What you return should match the data below exactly, with no pictures in it.

Records to use:
▼▼▼

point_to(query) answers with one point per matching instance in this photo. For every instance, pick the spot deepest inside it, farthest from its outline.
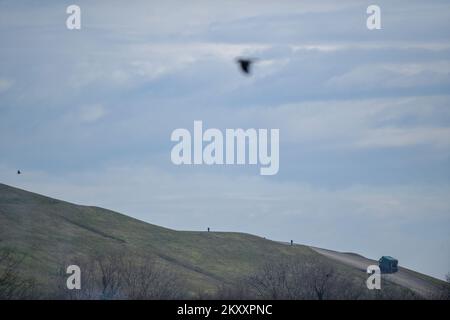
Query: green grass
(52, 233)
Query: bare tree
(308, 278)
(114, 276)
(14, 285)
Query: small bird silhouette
(245, 64)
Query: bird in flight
(245, 64)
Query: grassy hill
(51, 233)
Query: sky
(364, 116)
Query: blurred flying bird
(245, 64)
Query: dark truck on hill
(388, 264)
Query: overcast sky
(364, 116)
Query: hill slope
(52, 232)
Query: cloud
(92, 113)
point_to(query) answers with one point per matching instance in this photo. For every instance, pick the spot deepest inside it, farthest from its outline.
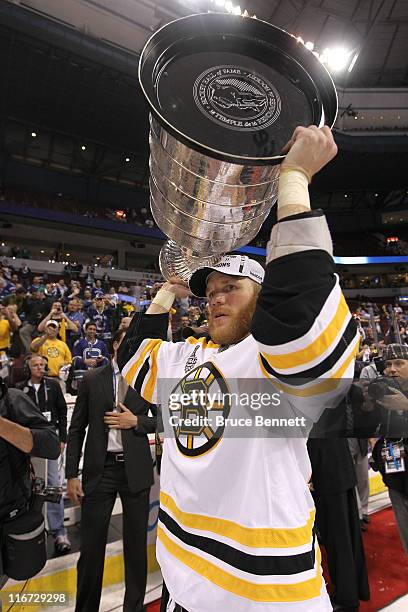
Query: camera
(44, 493)
(381, 386)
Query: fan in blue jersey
(89, 352)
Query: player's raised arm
(302, 323)
(145, 345)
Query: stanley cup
(225, 94)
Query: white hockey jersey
(235, 530)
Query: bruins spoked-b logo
(197, 402)
(236, 98)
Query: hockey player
(235, 530)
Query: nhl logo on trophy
(225, 93)
(236, 98)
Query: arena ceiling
(69, 74)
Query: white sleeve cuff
(299, 234)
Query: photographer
(24, 431)
(391, 450)
(47, 395)
(389, 393)
(65, 323)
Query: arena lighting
(337, 59)
(229, 7)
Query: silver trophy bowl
(225, 95)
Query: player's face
(231, 302)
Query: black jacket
(15, 489)
(49, 398)
(95, 397)
(333, 469)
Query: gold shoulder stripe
(248, 536)
(300, 591)
(315, 348)
(130, 374)
(151, 383)
(325, 386)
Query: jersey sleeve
(145, 355)
(306, 336)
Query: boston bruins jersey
(235, 530)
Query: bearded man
(236, 517)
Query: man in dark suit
(117, 459)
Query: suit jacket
(333, 469)
(50, 398)
(95, 397)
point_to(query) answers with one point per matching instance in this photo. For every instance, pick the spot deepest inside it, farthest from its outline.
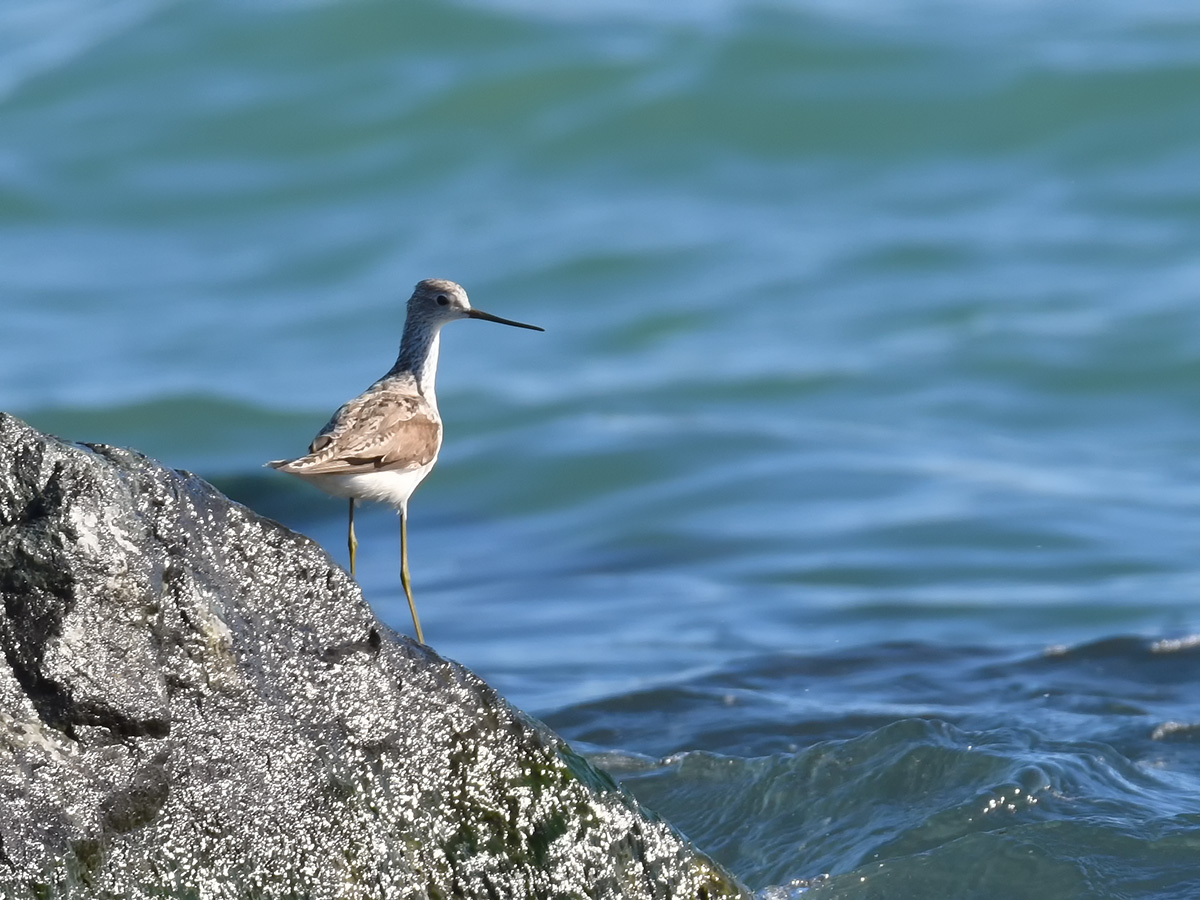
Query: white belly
(393, 487)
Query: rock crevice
(197, 702)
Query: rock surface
(197, 702)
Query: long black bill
(473, 313)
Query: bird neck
(419, 357)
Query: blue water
(849, 509)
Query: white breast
(394, 486)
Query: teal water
(849, 509)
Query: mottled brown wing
(379, 431)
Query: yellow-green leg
(352, 540)
(403, 573)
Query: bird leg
(403, 573)
(352, 540)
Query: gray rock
(197, 702)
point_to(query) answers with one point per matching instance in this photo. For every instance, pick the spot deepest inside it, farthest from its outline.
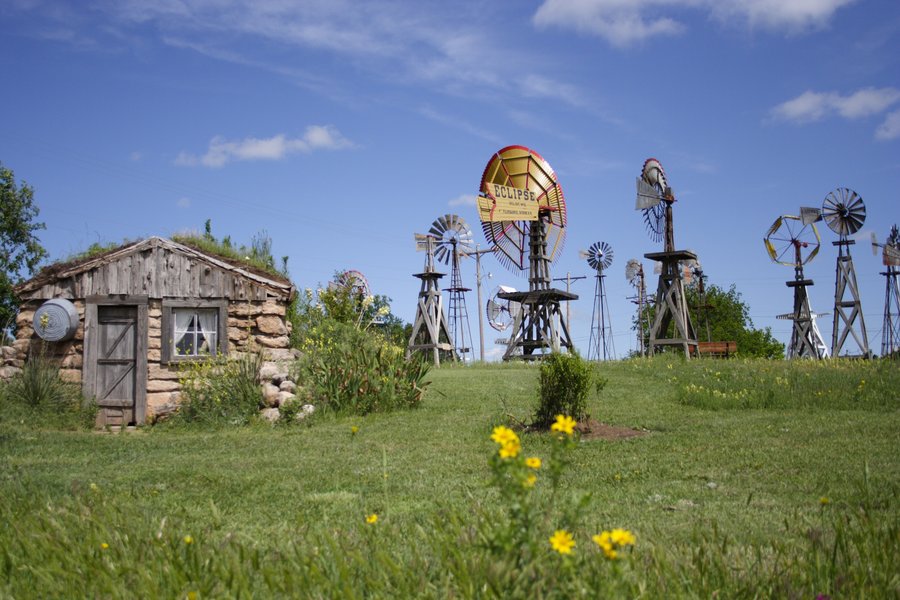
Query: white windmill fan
(502, 313)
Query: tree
(20, 249)
(729, 320)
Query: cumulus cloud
(890, 129)
(222, 151)
(625, 22)
(814, 106)
(464, 200)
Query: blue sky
(342, 128)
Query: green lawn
(796, 498)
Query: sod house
(121, 322)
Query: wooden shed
(139, 310)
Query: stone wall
(251, 326)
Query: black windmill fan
(599, 256)
(844, 211)
(633, 271)
(890, 249)
(355, 281)
(653, 192)
(501, 313)
(453, 235)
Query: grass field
(753, 479)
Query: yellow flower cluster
(564, 424)
(562, 541)
(612, 541)
(510, 446)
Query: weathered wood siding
(156, 273)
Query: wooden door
(117, 364)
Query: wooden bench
(717, 349)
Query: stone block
(273, 342)
(271, 325)
(72, 361)
(162, 385)
(158, 372)
(72, 375)
(270, 414)
(244, 309)
(281, 354)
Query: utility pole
(477, 254)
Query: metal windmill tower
(890, 329)
(655, 198)
(523, 216)
(792, 243)
(601, 346)
(430, 331)
(634, 273)
(844, 212)
(454, 240)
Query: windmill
(655, 199)
(453, 239)
(355, 282)
(844, 212)
(430, 331)
(523, 216)
(634, 273)
(704, 307)
(890, 257)
(501, 313)
(599, 257)
(792, 242)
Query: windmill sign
(505, 203)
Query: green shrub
(565, 382)
(39, 395)
(351, 370)
(221, 391)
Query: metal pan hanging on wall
(56, 320)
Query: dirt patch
(595, 430)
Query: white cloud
(814, 106)
(890, 129)
(464, 200)
(222, 151)
(625, 22)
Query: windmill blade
(633, 270)
(647, 197)
(810, 214)
(843, 211)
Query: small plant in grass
(524, 534)
(39, 393)
(565, 382)
(351, 370)
(221, 390)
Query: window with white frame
(195, 331)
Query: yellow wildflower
(510, 449)
(503, 435)
(564, 424)
(562, 541)
(611, 541)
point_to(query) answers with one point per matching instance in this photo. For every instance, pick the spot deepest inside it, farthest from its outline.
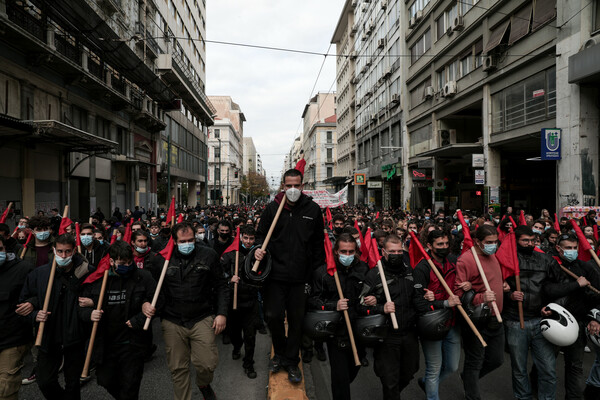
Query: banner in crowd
(325, 199)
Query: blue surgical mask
(42, 236)
(490, 249)
(570, 255)
(346, 260)
(86, 240)
(141, 250)
(185, 248)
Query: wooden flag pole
(486, 283)
(163, 273)
(571, 274)
(88, 357)
(271, 229)
(237, 263)
(386, 290)
(348, 324)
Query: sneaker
(294, 374)
(250, 372)
(208, 393)
(30, 380)
(275, 364)
(321, 354)
(307, 356)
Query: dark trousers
(343, 370)
(281, 300)
(121, 370)
(48, 365)
(244, 320)
(479, 360)
(396, 362)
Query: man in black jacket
(64, 334)
(351, 273)
(121, 343)
(397, 358)
(194, 291)
(15, 335)
(296, 248)
(245, 318)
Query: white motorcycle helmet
(595, 339)
(560, 328)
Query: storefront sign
(550, 144)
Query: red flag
(507, 256)
(171, 212)
(77, 234)
(467, 241)
(556, 224)
(235, 246)
(331, 268)
(64, 222)
(374, 256)
(522, 220)
(167, 252)
(366, 246)
(103, 266)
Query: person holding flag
(397, 358)
(244, 317)
(479, 360)
(64, 334)
(441, 356)
(325, 296)
(193, 306)
(533, 270)
(121, 343)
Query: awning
(74, 139)
(519, 25)
(496, 36)
(457, 150)
(544, 11)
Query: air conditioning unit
(490, 63)
(450, 89)
(447, 137)
(429, 92)
(458, 24)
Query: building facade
(84, 114)
(226, 154)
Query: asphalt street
(231, 383)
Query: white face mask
(293, 194)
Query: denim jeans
(441, 360)
(520, 341)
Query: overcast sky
(271, 87)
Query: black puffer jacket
(536, 272)
(247, 294)
(296, 245)
(402, 291)
(194, 288)
(15, 331)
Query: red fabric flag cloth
(235, 246)
(330, 260)
(507, 256)
(556, 224)
(366, 246)
(103, 266)
(167, 252)
(522, 220)
(77, 234)
(467, 241)
(64, 222)
(171, 212)
(374, 256)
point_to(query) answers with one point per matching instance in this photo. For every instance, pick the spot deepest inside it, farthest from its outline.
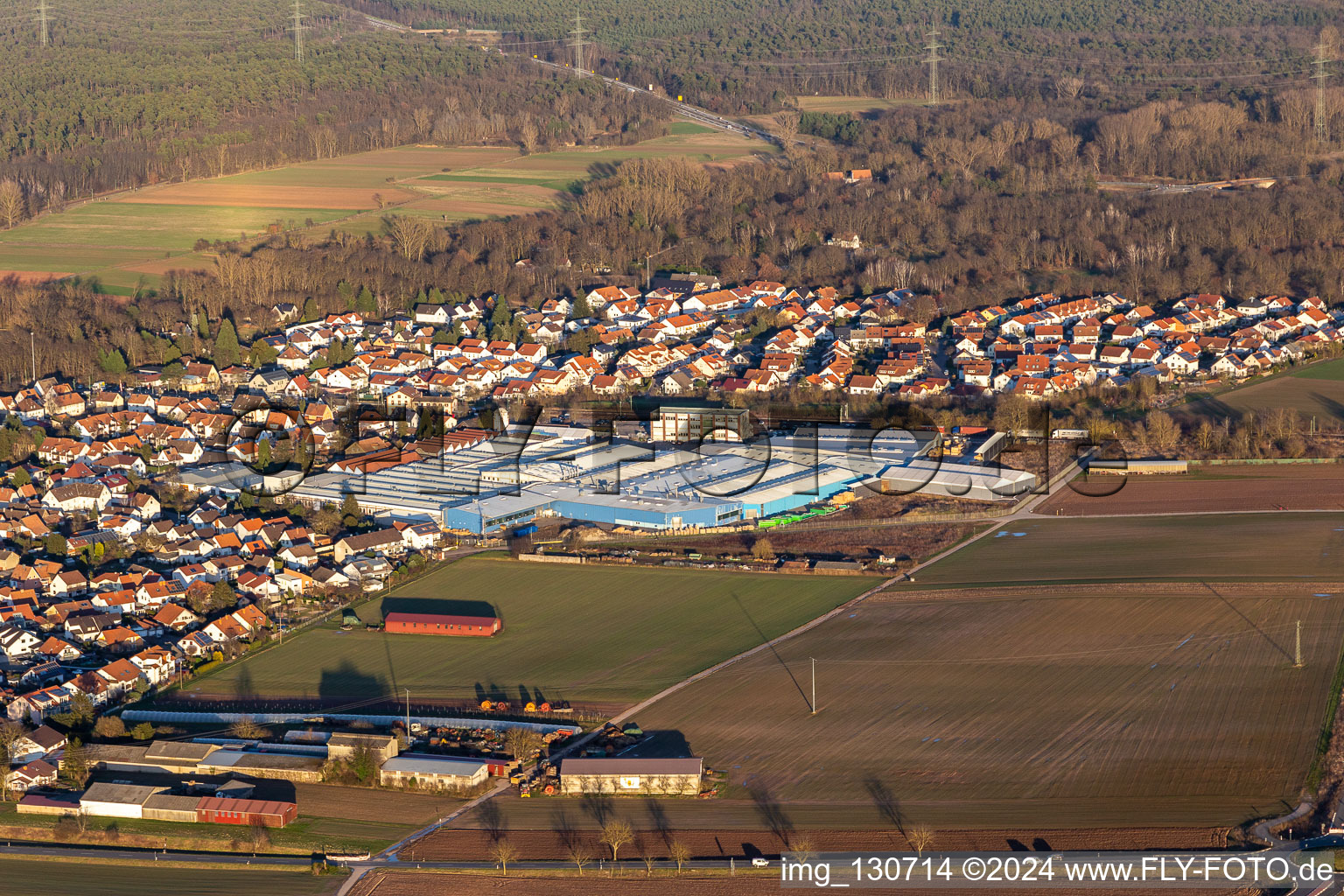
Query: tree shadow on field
(886, 802)
(659, 822)
(346, 682)
(1250, 622)
(597, 805)
(492, 818)
(1329, 404)
(772, 813)
(564, 826)
(774, 653)
(243, 688)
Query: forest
(122, 100)
(752, 55)
(970, 206)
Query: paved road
(47, 850)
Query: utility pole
(814, 685)
(933, 47)
(1320, 89)
(298, 17)
(578, 40)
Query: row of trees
(100, 110)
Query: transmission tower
(578, 40)
(298, 17)
(933, 47)
(1320, 89)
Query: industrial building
(245, 812)
(143, 801)
(440, 773)
(570, 472)
(654, 777)
(689, 424)
(440, 624)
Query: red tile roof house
(443, 625)
(34, 774)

▲▲▲

Answer section:
point_to(query) answers with one point per matching instance in this photo. For every instance, pick the spot deepest inside it, farthest from its outline.
Query: green grass
(52, 233)
Query: bare tree
(308, 278)
(114, 276)
(14, 285)
Query: small bird silhouette
(245, 64)
Query: bird in flight
(245, 64)
Query: grassy hill
(51, 233)
Query: sky
(364, 116)
Query: blurred flying bird
(245, 64)
Query: dark truck on hill
(388, 264)
Query: overcast sky
(364, 116)
Query: hill slope
(52, 232)
Query: cloud
(92, 113)
point_to(query) answers with one point per matching instance in this photo. For every instance, pick the spot deepest inside it, farthest from its outline.
Query: camera
(44, 493)
(381, 386)
Query: fan in blue jersey
(89, 352)
Query: player's raised arm
(302, 323)
(145, 345)
Query: stanley cup
(225, 94)
Query: white hockey jersey
(235, 530)
Query: bruins spoked-b logo
(197, 402)
(236, 98)
Query: hockey player
(235, 530)
Query: nhl logo on trophy
(225, 93)
(236, 98)
Query: arena ceiling
(69, 74)
Query: white sleeve cuff
(299, 234)
Query: photographer
(24, 431)
(391, 450)
(47, 395)
(389, 393)
(65, 323)
Query: arena lighting
(337, 59)
(229, 7)
Query: silver trophy bowl
(225, 95)
Query: player's face
(231, 302)
Query: black jacket
(15, 489)
(49, 398)
(95, 397)
(333, 469)
Query: gold shoulder stripe
(248, 536)
(300, 591)
(315, 348)
(130, 374)
(151, 383)
(325, 386)
Query: jersey sleeve
(145, 355)
(306, 336)
Query: boston bruins jersey
(235, 530)
Query: bearded man
(236, 517)
Query: man in dark suit
(117, 459)
Query: suit jacket
(333, 469)
(50, 398)
(95, 397)
point_to(query) answers with one point per matching instance in this photo. For every instance, pick the spot deepest inside it, farthest from its outline.
Query: white belly
(393, 487)
Query: rock crevice
(197, 702)
Query: rock surface
(197, 702)
Query: long black bill
(473, 313)
Query: bird neck
(419, 357)
Query: blue water
(849, 509)
Query: white breast
(394, 486)
Query: teal water
(849, 509)
Query: mottled brown wing
(379, 431)
Query: yellow-green leg
(352, 540)
(403, 573)
Query: bird leg
(403, 573)
(352, 540)
Query: gray rock
(197, 702)
point_to(query) answers with one point per matching instance in this photo. For every instance, pick the spot deepest inside it, farthest from its outline.
Query: white windmill fan
(502, 313)
Query: tree
(20, 249)
(729, 320)
Query: cumulus cloud
(890, 129)
(222, 151)
(625, 22)
(814, 106)
(464, 200)
Query: blue sky
(342, 128)
Query: green lawn
(796, 498)
Query: sod house
(121, 322)
Query: wooden shed
(139, 310)
Query: stone wall
(251, 326)
Query: black windmill fan
(599, 256)
(844, 211)
(633, 271)
(890, 249)
(355, 281)
(653, 192)
(501, 313)
(453, 235)
Query: grass field
(753, 479)
Query: yellow flower cluster
(564, 424)
(562, 541)
(612, 541)
(510, 446)
Query: weathered wood siding
(156, 273)
Query: wooden door
(117, 364)
Query: wooden bench
(717, 349)
Query: stone block
(273, 342)
(271, 325)
(72, 361)
(162, 385)
(158, 372)
(72, 375)
(270, 414)
(244, 309)
(281, 354)
Query: utility pole
(477, 254)
Query: metal windmill tower
(890, 329)
(655, 198)
(523, 216)
(792, 243)
(601, 346)
(430, 331)
(634, 273)
(844, 212)
(454, 240)
Query: windmill
(655, 199)
(453, 239)
(355, 282)
(844, 212)
(430, 331)
(523, 216)
(634, 273)
(704, 307)
(890, 257)
(501, 313)
(599, 257)
(792, 242)
Query: windmill sign
(505, 203)
Query: green shrub
(565, 382)
(39, 395)
(351, 370)
(221, 391)
Query: metal pan hanging on wall
(56, 320)
Query: dirt patch
(595, 430)
Query: white cloud
(814, 106)
(890, 129)
(464, 200)
(222, 151)
(625, 22)
Query: windmill blade
(633, 270)
(647, 197)
(810, 214)
(843, 211)
Query: small plant in grass
(524, 534)
(39, 393)
(565, 382)
(351, 370)
(221, 390)
Query: window with white frame
(195, 331)
Query: yellow wildflower
(510, 449)
(503, 435)
(564, 424)
(562, 541)
(611, 541)
point_to(query) answers with one point per matching instance in this photo. For every instance, pick the spot deepest inside it, farthest from its outline.
Query: banner in crowd
(325, 199)
Query: blue surgical mask
(42, 236)
(490, 249)
(570, 255)
(346, 260)
(86, 240)
(141, 250)
(185, 248)
Query: wooden flag pole
(486, 283)
(163, 273)
(571, 274)
(88, 357)
(271, 229)
(237, 263)
(386, 290)
(348, 324)
Query: sneaker
(294, 374)
(250, 372)
(208, 393)
(30, 380)
(275, 364)
(321, 354)
(307, 356)
Query: dark trousers
(343, 370)
(281, 300)
(121, 370)
(48, 365)
(244, 320)
(479, 360)
(396, 362)
Query: man in black jacket
(64, 334)
(351, 273)
(121, 343)
(397, 358)
(194, 291)
(15, 335)
(296, 248)
(245, 318)
Query: white motorcycle helmet
(595, 339)
(560, 328)
Query: storefront sign
(550, 144)
Query: red flag
(507, 256)
(171, 212)
(77, 234)
(467, 241)
(556, 224)
(235, 246)
(331, 268)
(64, 222)
(374, 256)
(522, 220)
(167, 252)
(366, 246)
(103, 266)
Query: person holding flag
(397, 358)
(244, 317)
(479, 360)
(64, 334)
(441, 356)
(325, 296)
(193, 306)
(533, 270)
(121, 343)
Query: awning
(74, 139)
(519, 25)
(496, 36)
(457, 150)
(544, 11)
Query: air conditioning unit
(490, 63)
(450, 89)
(447, 137)
(429, 92)
(458, 24)
Query: building facade
(84, 114)
(226, 154)
Query: asphalt street
(231, 383)
Query: white face mask
(293, 194)
Query: denim jeans
(441, 360)
(520, 341)
Query: overcast sky
(271, 87)
Query: black puffer jacket
(536, 272)
(247, 294)
(296, 245)
(402, 291)
(194, 288)
(15, 331)
Query: red fabric flag cloth
(235, 246)
(330, 260)
(507, 256)
(556, 224)
(366, 246)
(103, 266)
(167, 252)
(522, 220)
(77, 234)
(467, 241)
(64, 222)
(171, 212)
(374, 256)
point_to(query) answers with one point per matching instance in this photo. For every instance, pick the spot deepest inside it, farthest from its outline.
Query: tree shadow on field
(886, 802)
(659, 822)
(346, 682)
(1250, 622)
(597, 805)
(492, 818)
(1329, 404)
(772, 813)
(564, 826)
(774, 653)
(243, 688)
Query: forest
(122, 100)
(752, 55)
(970, 206)
Query: paved road
(47, 850)
Query: utility pole
(814, 685)
(933, 47)
(1320, 89)
(298, 17)
(578, 40)
Query: row of trees
(100, 110)
Query: transmission tower
(578, 40)
(298, 17)
(933, 47)
(1320, 89)
Query: industrial building
(245, 812)
(143, 801)
(440, 773)
(570, 472)
(654, 777)
(689, 424)
(440, 624)
Query: red tile roof house
(443, 625)
(34, 774)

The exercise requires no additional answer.